__TASKS TO COMPLETE__.
1 - In the essay about losing at Monopoly, how much money does the writer owe Corrie?
2 - Continue the essay about losing at Monopoly from the point where it stops.

__EXCERPTED PASSAGE__.
====
Location! Location! Location!
23 March 2003
My daughter Corrie, at the age of fourteen, has developed all those finely-tuned behaviours for relieving a parent of money that are a natural by-product of adolescence. I swear she can smell or hear a wallet being opened from 50 metres. Usually I duck her impulses or suddenly urgent needs (“Dad, I really NEED those new shoes to go with the jeans I bought last time you opened your wallet”).
Right now, however, she’s got me over a barrel, and she knows it. Her gaze is unflinching, her eyes brimful with dollar signs, her hand as steady as the taxman’s. I owe her $750.00. To my greater discomfort, I know this debt could have been avoided. You see, it’s a gambling debt. I rolled the dice and lost.
I count my cash - $147.00. It’s no use going to the bank for a loan, my credit rating is zip. The only thing I can do is mortgage some property. What will it be? Vine Street? Piccadilly? The Waterworks?
I’ve always been terrible at Monopoly. In fact, I believe I’m on a thirty year losing streak, which doesn’t look like breaking in this game. My siblings still remind me what an atrocious loser I was at Corrie’s age (I owned the Monopoly set and used to regularly up-end the board and walk off with it). My downfall has been an abiding ignorance of the old real estate mantra: location, location, location.
Take tonight’s game, for example. I couldn’t resist buying Pentonville Road and The Angel, Islington. I even bought ridiculous Whitechapel – rent $4.00. I always fall for them because they’re cheap to buy and cheap to build on. I seem unable to learn that they earn pitiful rents and have no capital gain. Corrie, a natural entrepreneur, went for the top end of the market. Right now, my pale yellow counter sits on Regent-Street-with-three-houses. $750.00 please.
What’s really dispiriting is that this defect of character spreads into my life. I’m appallingly bad at buying houses. The first house Sylvia and I bought was wrong in about every possible way, except one – we adored it. It was a gorgeous wooden cottage with exposed beams and leadlight windows, lots of kauri and a mezzanine floor with sleeping platform. It was like a housetruck that had subsided gracefully onto a New Brighton sand dune. It was funky.
====
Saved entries
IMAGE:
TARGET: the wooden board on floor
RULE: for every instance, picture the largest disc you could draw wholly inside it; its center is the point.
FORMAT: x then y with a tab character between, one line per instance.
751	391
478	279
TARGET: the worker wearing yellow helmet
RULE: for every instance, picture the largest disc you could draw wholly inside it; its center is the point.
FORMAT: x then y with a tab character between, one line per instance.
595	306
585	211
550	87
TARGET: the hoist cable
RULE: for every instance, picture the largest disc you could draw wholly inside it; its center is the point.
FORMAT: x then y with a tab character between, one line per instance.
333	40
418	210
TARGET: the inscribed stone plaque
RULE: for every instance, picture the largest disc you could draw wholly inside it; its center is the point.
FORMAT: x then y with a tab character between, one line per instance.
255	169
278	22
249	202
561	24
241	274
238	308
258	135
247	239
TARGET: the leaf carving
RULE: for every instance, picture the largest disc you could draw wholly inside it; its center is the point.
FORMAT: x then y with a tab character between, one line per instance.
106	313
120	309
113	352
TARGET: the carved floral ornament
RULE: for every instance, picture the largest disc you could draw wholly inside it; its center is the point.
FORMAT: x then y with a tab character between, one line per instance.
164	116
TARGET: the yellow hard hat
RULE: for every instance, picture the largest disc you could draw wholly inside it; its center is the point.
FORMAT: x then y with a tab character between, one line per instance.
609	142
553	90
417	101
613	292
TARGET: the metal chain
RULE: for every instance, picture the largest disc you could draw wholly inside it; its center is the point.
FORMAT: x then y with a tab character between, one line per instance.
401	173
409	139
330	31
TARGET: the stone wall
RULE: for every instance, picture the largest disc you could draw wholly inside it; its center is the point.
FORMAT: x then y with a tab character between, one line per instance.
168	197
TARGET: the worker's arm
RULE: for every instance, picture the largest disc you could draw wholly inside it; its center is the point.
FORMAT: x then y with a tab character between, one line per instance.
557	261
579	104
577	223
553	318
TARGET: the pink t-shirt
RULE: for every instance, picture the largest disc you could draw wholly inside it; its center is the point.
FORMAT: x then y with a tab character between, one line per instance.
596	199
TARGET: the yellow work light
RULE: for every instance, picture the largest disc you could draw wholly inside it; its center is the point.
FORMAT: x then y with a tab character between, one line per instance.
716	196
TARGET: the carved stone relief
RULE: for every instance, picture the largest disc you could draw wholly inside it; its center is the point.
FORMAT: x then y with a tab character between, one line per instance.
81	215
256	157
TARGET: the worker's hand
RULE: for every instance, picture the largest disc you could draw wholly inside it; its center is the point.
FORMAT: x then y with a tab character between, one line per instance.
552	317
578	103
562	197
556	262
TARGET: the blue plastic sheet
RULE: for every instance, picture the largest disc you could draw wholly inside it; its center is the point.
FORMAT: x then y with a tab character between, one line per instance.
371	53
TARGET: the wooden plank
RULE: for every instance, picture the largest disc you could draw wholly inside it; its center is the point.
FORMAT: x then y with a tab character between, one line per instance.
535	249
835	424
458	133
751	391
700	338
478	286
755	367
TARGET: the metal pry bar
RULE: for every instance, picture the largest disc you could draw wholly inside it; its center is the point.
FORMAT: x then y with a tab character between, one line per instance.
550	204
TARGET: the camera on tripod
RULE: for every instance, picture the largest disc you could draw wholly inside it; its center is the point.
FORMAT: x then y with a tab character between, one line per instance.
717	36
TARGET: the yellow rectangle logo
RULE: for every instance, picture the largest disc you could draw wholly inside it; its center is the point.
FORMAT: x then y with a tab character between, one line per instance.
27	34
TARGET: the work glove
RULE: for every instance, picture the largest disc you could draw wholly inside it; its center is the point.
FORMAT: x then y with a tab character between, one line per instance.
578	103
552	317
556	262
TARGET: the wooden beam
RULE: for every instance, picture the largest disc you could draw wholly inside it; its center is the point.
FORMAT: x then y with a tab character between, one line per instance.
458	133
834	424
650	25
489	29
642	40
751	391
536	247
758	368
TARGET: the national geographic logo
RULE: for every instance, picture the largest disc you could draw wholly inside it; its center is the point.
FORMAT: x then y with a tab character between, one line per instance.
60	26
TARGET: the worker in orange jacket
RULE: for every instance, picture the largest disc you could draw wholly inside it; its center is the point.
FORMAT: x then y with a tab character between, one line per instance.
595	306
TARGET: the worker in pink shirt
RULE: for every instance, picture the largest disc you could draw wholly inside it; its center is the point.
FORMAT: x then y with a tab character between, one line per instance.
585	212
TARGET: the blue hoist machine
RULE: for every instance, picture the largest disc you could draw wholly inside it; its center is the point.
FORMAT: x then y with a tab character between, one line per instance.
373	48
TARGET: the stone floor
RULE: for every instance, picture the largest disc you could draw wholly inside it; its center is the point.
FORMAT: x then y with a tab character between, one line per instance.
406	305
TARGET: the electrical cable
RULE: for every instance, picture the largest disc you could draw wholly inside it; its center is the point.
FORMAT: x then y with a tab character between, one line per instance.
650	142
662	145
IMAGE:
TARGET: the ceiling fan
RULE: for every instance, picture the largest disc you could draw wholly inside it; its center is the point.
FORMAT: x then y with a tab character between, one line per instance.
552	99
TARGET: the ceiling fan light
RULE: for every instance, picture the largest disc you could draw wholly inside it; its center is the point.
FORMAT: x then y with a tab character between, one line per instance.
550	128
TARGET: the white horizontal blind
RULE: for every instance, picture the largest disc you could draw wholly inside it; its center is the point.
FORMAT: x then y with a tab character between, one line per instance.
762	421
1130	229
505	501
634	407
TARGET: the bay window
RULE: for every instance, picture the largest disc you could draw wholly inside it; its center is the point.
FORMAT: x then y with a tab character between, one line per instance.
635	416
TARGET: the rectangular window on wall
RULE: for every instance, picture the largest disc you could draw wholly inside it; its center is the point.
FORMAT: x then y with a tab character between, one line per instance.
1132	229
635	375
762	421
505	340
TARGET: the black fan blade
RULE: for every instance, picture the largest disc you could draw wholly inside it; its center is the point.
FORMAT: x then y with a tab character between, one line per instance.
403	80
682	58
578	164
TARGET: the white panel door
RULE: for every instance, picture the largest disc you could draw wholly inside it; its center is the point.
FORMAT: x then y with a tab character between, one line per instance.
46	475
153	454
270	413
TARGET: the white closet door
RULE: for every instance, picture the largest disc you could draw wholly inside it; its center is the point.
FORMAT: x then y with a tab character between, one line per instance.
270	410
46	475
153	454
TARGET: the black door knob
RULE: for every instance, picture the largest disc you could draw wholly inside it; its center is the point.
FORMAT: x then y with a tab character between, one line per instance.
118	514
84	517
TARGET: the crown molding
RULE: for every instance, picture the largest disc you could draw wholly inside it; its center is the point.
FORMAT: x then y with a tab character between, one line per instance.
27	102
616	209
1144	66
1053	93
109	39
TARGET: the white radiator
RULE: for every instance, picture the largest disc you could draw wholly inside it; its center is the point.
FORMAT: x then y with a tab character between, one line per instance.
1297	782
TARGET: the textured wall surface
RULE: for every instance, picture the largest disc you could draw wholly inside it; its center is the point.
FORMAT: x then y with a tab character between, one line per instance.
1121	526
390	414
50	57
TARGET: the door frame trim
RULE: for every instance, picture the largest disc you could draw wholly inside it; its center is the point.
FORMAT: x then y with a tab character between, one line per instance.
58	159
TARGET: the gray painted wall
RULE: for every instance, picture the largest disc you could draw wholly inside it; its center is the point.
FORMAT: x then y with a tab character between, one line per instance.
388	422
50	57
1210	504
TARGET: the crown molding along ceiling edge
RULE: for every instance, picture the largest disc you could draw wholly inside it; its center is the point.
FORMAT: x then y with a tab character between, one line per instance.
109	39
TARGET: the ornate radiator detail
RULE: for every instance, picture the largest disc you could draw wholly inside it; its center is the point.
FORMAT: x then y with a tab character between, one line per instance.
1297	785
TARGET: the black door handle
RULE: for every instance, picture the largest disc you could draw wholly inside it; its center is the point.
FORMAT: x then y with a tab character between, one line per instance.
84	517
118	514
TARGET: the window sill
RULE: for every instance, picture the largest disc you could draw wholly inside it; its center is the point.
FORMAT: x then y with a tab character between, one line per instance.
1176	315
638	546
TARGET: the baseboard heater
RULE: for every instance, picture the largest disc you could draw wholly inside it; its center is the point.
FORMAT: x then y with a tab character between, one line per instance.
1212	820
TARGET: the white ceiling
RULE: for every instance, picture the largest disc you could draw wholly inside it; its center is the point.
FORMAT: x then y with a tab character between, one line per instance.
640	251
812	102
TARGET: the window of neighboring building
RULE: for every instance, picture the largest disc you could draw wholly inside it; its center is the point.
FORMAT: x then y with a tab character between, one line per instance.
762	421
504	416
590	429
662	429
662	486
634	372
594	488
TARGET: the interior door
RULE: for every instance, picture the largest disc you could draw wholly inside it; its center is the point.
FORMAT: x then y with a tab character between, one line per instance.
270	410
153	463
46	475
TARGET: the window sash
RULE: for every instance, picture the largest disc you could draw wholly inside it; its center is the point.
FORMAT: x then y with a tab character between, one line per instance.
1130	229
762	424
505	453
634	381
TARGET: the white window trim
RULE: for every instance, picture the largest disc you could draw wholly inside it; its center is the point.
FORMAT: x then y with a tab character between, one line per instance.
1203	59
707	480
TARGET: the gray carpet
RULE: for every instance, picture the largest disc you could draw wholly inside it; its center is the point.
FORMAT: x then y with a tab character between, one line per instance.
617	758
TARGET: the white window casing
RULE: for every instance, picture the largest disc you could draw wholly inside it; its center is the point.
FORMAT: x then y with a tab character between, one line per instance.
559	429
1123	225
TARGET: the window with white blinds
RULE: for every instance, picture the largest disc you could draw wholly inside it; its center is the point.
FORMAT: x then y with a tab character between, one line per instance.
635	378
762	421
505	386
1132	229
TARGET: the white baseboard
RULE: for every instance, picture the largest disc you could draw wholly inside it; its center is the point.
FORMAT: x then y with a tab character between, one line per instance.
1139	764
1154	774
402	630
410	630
====
__RESULTS FOR THE EXERCISE__.
1 - $750.00

2 -
Only gradually did reality dawn: the sagging foundations, the non-existent drains, the rock-fiend neighbour who played Jimmy Hendrix VERY LOUDLY at all hours (he played rather well, but there’s only so much Hendrix anybody can take). It was in the wrong suburb. It was on the wrong street. It was on the wrong part of the wrong street. We had this family joke that I was the only person in the neighbourhood who got out of bed to go to work in the mornings. It was true.
Mind you, I’m convinced that luck plays a big part in successful property management. Take this game of Monopoly. I haven’t collected $200.00 for passing GO for the last eight rounds. Each time I pass GO I either land on Income Tax (“$200.00 please”, says the bank) or on King’s Cross Station, which is $200.00 rent to Corrie, who owns all the stations. In the last round I thought I’d cleared the hurdles. I landed on Chance, picked up a card that made me go back three spaces, right back to Income tax. It’s wrong, I agree, to expect handouts in life. But surely Monopoly could be a little kinder?
Our second house came much closer to being perfect. You know how real estate agents encourage you to buy the worst house on the best street? Well, we nearly pulled it off, only we bought the best house on the worst street. It was a lovely family home, with a large ragged section that we developed into a stunning garden, all-aluminium joinery, and an enormous in-ground swimming pool. We were very happy there, until we realized that Corrie and Marjan, at the ages of five and three, had memorized all the words of all the drinking songs sung by our hoonish neighbours. We decided to move to Mid-Canterbury.
Our mistake was that we didn’t sell our lovely family home – we rented it. Do not ever rent your family home. You will watch the beautiful garden revert to a tangled wilderness, the swimming pool become a slime-filled mire. The all-aluminium joinery will corrode and leak, that special shrub your godmother gave you before she died will be poisoned by an over-zealous cocker spaniel. The property market will sag. The retaining wall will crack. The hot water cylinder will explode.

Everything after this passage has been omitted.